**INSTRUCTION**. Which lines in the data below contain the word "waterfront"? Pull out every one of them and copy each line unchanged.

============================================================

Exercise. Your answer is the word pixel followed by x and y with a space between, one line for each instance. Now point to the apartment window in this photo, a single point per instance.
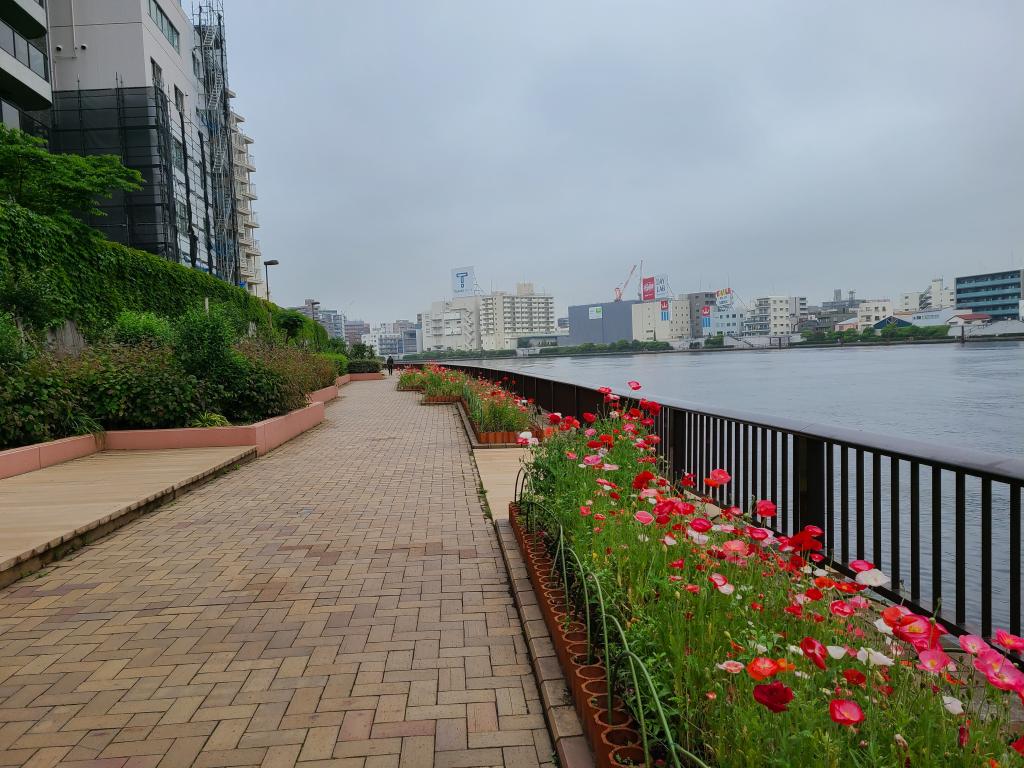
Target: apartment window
pixel 178 155
pixel 164 23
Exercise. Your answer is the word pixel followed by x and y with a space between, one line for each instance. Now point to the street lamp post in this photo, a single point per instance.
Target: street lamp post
pixel 266 268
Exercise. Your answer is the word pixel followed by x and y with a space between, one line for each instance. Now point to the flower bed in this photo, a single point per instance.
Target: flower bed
pixel 730 644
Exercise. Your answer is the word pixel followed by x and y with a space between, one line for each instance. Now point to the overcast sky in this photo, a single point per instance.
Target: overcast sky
pixel 791 146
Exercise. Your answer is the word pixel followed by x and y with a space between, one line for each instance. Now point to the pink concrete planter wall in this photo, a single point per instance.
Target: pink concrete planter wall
pixel 265 435
pixel 30 458
pixel 366 377
pixel 324 395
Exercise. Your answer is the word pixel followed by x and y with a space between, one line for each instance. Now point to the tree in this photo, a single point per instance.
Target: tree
pixel 58 185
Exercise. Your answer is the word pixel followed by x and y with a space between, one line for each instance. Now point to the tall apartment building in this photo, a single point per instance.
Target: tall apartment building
pixel 250 269
pixel 936 296
pixel 697 301
pixel 25 72
pixel 506 317
pixel 871 311
pixel 354 330
pixel 664 320
pixel 774 315
pixel 996 294
pixel 143 80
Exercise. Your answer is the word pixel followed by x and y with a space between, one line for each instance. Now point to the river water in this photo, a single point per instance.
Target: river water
pixel 970 395
pixel 961 395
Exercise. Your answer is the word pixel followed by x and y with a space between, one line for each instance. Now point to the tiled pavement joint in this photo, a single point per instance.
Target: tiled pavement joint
pixel 340 601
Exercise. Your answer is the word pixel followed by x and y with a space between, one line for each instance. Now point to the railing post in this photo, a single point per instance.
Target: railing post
pixel 809 479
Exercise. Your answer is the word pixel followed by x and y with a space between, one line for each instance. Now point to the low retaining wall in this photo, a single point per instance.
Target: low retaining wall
pixel 265 435
pixel 30 458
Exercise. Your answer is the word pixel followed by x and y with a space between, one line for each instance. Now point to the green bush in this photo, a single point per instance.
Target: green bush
pixel 364 367
pixel 52 269
pixel 36 403
pixel 141 328
pixel 133 387
pixel 12 347
pixel 340 361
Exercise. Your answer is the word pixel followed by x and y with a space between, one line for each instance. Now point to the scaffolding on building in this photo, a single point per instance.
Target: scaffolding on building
pixel 214 111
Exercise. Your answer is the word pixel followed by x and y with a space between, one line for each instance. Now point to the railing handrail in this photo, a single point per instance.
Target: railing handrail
pixel 994 466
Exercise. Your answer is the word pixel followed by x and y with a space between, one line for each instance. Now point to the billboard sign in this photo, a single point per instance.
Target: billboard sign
pixel 662 287
pixel 647 289
pixel 463 281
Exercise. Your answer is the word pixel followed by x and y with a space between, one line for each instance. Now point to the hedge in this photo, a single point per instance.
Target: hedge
pixel 51 271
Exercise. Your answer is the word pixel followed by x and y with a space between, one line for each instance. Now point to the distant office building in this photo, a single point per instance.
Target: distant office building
pixel 603 323
pixel 354 330
pixel 774 315
pixel 663 320
pixel 936 296
pixel 841 306
pixel 25 67
pixel 996 294
pixel 872 311
pixel 334 323
pixel 696 302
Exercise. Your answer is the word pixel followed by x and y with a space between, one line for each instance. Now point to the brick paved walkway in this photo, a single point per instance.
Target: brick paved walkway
pixel 340 602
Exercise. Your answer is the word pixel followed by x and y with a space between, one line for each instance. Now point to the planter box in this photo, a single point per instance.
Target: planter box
pixel 324 395
pixel 265 435
pixel 30 458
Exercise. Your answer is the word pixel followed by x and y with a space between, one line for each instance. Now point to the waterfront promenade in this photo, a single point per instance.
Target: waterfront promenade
pixel 339 602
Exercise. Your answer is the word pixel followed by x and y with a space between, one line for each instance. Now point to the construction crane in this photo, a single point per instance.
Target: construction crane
pixel 622 289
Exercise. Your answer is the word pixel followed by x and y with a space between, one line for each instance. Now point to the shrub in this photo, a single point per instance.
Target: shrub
pixel 364 367
pixel 13 350
pixel 206 419
pixel 36 403
pixel 133 387
pixel 203 343
pixel 340 361
pixel 141 328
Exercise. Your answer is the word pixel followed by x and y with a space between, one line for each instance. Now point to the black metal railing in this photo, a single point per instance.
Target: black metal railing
pixel 944 523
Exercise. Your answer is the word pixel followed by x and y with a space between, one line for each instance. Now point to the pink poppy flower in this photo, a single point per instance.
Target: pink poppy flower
pixel 973 644
pixel 845 712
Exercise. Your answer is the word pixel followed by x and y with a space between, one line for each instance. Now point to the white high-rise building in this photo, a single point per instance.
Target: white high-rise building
pixel 495 321
pixel 774 315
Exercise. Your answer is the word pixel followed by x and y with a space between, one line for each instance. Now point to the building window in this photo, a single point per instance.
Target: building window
pixel 162 20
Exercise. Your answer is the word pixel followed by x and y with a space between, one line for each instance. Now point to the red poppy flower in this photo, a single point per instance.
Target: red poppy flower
pixel 774 695
pixel 814 650
pixel 642 479
pixel 854 677
pixel 845 712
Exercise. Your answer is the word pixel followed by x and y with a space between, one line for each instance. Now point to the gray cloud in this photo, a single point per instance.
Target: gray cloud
pixel 791 146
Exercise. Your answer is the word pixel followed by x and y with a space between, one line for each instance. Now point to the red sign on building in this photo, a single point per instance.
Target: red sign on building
pixel 647 289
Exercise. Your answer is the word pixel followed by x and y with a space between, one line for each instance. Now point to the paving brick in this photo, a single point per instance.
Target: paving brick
pixel 287 612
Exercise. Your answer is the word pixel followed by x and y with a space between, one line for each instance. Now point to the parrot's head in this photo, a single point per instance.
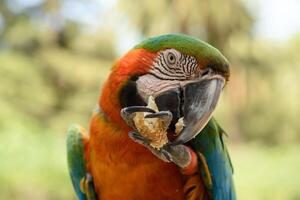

============================================================

**RESULT**.
Exercise. Your answer is the word pixel followed by x and y with a space between, one line for each instance. Now point to the waterfront promenade in this photo, a single point per instance.
Target: waterfront promenade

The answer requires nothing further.